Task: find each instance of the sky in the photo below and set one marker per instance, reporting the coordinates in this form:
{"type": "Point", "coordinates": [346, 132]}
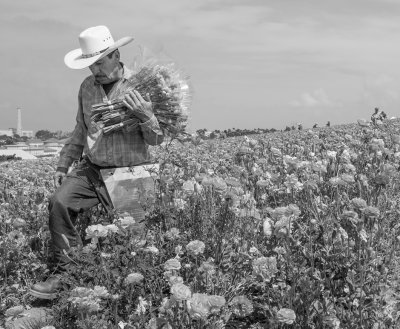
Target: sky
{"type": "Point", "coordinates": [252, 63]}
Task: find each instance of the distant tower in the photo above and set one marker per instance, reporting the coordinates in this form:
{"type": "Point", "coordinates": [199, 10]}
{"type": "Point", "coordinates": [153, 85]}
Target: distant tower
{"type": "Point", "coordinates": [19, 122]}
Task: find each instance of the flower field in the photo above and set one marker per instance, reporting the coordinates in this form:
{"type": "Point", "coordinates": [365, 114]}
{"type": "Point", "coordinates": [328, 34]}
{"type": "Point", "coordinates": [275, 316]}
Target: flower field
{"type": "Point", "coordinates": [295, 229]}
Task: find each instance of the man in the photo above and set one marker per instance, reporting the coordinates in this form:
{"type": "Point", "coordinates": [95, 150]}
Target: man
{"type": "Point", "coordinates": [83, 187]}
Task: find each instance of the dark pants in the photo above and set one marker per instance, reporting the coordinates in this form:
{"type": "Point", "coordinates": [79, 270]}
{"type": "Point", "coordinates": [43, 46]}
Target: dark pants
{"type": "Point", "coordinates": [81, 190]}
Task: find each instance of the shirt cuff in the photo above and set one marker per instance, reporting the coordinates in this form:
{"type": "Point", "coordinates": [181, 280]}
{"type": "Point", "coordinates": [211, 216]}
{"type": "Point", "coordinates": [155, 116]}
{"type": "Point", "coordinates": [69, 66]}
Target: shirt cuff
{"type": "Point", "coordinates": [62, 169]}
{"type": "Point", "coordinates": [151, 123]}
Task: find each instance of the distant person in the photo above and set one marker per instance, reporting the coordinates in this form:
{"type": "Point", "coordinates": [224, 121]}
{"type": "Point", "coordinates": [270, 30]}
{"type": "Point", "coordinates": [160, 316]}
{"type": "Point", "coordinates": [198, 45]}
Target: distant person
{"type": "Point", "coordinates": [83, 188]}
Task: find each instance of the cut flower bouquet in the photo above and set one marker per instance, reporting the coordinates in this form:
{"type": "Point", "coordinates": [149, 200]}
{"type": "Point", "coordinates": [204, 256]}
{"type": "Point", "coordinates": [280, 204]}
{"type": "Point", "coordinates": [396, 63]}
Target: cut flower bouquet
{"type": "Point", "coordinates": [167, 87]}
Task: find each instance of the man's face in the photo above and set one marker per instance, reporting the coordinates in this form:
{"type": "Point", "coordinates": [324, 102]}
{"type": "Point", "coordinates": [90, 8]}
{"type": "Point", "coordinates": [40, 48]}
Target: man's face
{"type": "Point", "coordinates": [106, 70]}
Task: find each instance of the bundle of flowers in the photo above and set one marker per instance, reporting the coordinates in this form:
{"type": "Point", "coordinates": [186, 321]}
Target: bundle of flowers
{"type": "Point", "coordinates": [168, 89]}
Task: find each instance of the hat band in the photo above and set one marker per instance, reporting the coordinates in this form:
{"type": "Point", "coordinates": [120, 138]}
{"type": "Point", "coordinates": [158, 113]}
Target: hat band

◆ ◆ ◆ ◆

- What the exercise asks:
Transcribe the listing above in full and exactly; no pictures belong in the copy.

- Output of the task:
Task: find each instance of the sky in the photo below and set one marker per instance, reporting the coordinates in this form:
{"type": "Point", "coordinates": [346, 132]}
Target: sky
{"type": "Point", "coordinates": [252, 63]}
Task: find each instance of the distant tower in the photo above and set one marker per instance, reporting the coordinates in this form:
{"type": "Point", "coordinates": [199, 10]}
{"type": "Point", "coordinates": [153, 85]}
Target: distant tower
{"type": "Point", "coordinates": [19, 122]}
Task: find each instance of the flower field in the photo above and set one marker per instance, reporting the coordinates in this form:
{"type": "Point", "coordinates": [365, 114]}
{"type": "Point", "coordinates": [328, 34]}
{"type": "Point", "coordinates": [275, 316]}
Target: flower field
{"type": "Point", "coordinates": [295, 229]}
Task: find each instance of the man in the photo above and set one marker per instance, reporting the coordinates in this form:
{"type": "Point", "coordinates": [95, 150]}
Target: man
{"type": "Point", "coordinates": [83, 187]}
Task: find each instance of the dark pants in the photo above and set one marker per instance, reporting the coordinates in this form:
{"type": "Point", "coordinates": [79, 270]}
{"type": "Point", "coordinates": [43, 46]}
Target: dark pants
{"type": "Point", "coordinates": [81, 190]}
Task: find each instance of the shirt cuff in the photo above and set one marker per instance, reporting the coordinates in this form:
{"type": "Point", "coordinates": [181, 280]}
{"type": "Point", "coordinates": [211, 216]}
{"type": "Point", "coordinates": [155, 116]}
{"type": "Point", "coordinates": [69, 66]}
Target: shirt cuff
{"type": "Point", "coordinates": [62, 169]}
{"type": "Point", "coordinates": [151, 123]}
Task: find each instance of the distant person in the photo above and set one marker per instance, reporting the coordinates in this form:
{"type": "Point", "coordinates": [224, 121]}
{"type": "Point", "coordinates": [270, 30]}
{"type": "Point", "coordinates": [160, 316]}
{"type": "Point", "coordinates": [198, 45]}
Target: distant person
{"type": "Point", "coordinates": [83, 188]}
Task: find each instance of the cut flower bouquet in the photo above and set one marker per instance, reporting the coordinates in this form:
{"type": "Point", "coordinates": [149, 200]}
{"type": "Point", "coordinates": [204, 256]}
{"type": "Point", "coordinates": [280, 204]}
{"type": "Point", "coordinates": [396, 63]}
Target: cut flower bouquet
{"type": "Point", "coordinates": [167, 87]}
Task: find each instance of the man's face in the photo above and set one marker per instance, reporting the coordinates in this form:
{"type": "Point", "coordinates": [324, 102]}
{"type": "Point", "coordinates": [90, 8]}
{"type": "Point", "coordinates": [40, 48]}
Target: man's face
{"type": "Point", "coordinates": [106, 70]}
Task: find each instance of the bundle of flowers in the photo above and set one marker per instance, reporting the coordinates in this form:
{"type": "Point", "coordinates": [186, 321]}
Target: bundle of flowers
{"type": "Point", "coordinates": [168, 89]}
Task: find each instance of the hat band in the photo above and set one marker per instance, reporting the coordinates in this form:
{"type": "Point", "coordinates": [120, 138]}
{"type": "Point", "coordinates": [158, 113]}
Target: hat band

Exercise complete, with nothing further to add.